(What you have to do)
What is needed here is an exact repetition of the records below, beginning at the line that has "Target: pile of berries" and stopping after the line that has "on the glossy".
═══
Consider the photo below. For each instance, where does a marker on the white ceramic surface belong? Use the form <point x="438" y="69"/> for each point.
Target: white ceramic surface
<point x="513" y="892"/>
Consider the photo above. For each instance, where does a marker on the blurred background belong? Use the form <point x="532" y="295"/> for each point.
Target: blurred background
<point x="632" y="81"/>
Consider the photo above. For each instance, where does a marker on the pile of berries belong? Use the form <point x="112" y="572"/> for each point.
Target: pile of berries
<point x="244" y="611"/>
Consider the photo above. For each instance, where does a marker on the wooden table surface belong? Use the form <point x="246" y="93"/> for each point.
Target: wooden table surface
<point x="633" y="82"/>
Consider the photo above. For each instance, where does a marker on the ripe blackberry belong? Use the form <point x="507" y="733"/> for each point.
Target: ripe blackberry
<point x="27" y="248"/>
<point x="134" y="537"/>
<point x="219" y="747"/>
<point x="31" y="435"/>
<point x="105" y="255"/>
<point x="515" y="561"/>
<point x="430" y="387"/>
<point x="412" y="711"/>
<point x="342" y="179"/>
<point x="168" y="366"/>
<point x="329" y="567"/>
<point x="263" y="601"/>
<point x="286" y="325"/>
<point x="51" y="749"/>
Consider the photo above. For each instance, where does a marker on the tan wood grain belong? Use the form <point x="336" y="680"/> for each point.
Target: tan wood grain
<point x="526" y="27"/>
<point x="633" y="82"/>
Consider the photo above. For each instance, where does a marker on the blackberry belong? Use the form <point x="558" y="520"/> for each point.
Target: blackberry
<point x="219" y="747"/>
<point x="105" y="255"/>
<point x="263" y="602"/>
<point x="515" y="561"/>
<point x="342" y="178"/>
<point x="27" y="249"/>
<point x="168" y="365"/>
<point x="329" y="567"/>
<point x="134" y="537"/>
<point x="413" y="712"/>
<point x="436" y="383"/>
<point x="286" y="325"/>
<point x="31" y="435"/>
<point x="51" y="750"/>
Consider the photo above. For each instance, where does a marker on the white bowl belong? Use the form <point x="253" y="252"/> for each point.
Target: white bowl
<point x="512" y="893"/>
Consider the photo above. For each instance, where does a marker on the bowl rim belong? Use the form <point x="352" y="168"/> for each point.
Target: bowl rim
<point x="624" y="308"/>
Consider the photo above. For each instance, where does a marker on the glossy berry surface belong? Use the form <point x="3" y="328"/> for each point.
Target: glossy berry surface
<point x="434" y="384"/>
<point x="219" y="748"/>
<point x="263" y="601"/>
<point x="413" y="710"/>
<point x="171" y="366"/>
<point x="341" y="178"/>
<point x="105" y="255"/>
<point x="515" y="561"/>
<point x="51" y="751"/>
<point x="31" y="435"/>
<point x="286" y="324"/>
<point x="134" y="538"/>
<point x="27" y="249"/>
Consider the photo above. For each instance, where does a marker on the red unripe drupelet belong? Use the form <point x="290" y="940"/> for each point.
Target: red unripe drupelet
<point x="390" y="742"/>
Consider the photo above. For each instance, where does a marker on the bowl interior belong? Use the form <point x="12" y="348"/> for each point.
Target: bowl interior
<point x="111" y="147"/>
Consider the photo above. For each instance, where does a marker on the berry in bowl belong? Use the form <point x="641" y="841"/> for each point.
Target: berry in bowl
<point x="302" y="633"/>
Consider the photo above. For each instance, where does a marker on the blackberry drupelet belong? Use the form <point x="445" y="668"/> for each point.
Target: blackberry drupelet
═══
(Task response)
Target: pile of berries
<point x="244" y="611"/>
Consider the photo above. For each instance, where does a marker on the wooden table surface belong? Use the form <point x="246" y="93"/> for each point.
Target: wooden table surface
<point x="633" y="82"/>
Consider the photo above. For each instance, where does a marker on the ripe blackberry belong? Use the form <point x="507" y="733"/> for each point.
Target: ripe blackberry
<point x="27" y="248"/>
<point x="134" y="537"/>
<point x="219" y="747"/>
<point x="31" y="435"/>
<point x="105" y="255"/>
<point x="515" y="561"/>
<point x="430" y="387"/>
<point x="412" y="711"/>
<point x="342" y="179"/>
<point x="168" y="366"/>
<point x="329" y="567"/>
<point x="263" y="601"/>
<point x="286" y="325"/>
<point x="51" y="749"/>
Consider the photo above. For each instance, where does a marker on the tan wood grain belong? Use the form <point x="336" y="680"/> for each point.
Target: tan wood grain
<point x="526" y="27"/>
<point x="633" y="82"/>
Consider the photo above. For each instance, where does a marker on the blackberry belong? Use the form <point x="558" y="520"/> for each point.
Target: blackberry
<point x="219" y="747"/>
<point x="105" y="255"/>
<point x="263" y="602"/>
<point x="515" y="561"/>
<point x="342" y="178"/>
<point x="27" y="249"/>
<point x="168" y="365"/>
<point x="329" y="567"/>
<point x="134" y="537"/>
<point x="413" y="712"/>
<point x="436" y="383"/>
<point x="286" y="325"/>
<point x="31" y="435"/>
<point x="51" y="750"/>
Consider the photo above. For each instance, where does a marker on the white bowl belong? Use the form <point x="253" y="252"/> for each point.
Target: white bowl
<point x="512" y="893"/>
Consider the photo above. For each instance, where does a marker on the bowl rim belong? Use the form <point x="352" y="168"/> for each point.
Target: bowl rim
<point x="624" y="308"/>
Consider the photo above. For each instance, where does a marker on the glossy berry surface belong? Use the form <point x="3" y="328"/> for each point.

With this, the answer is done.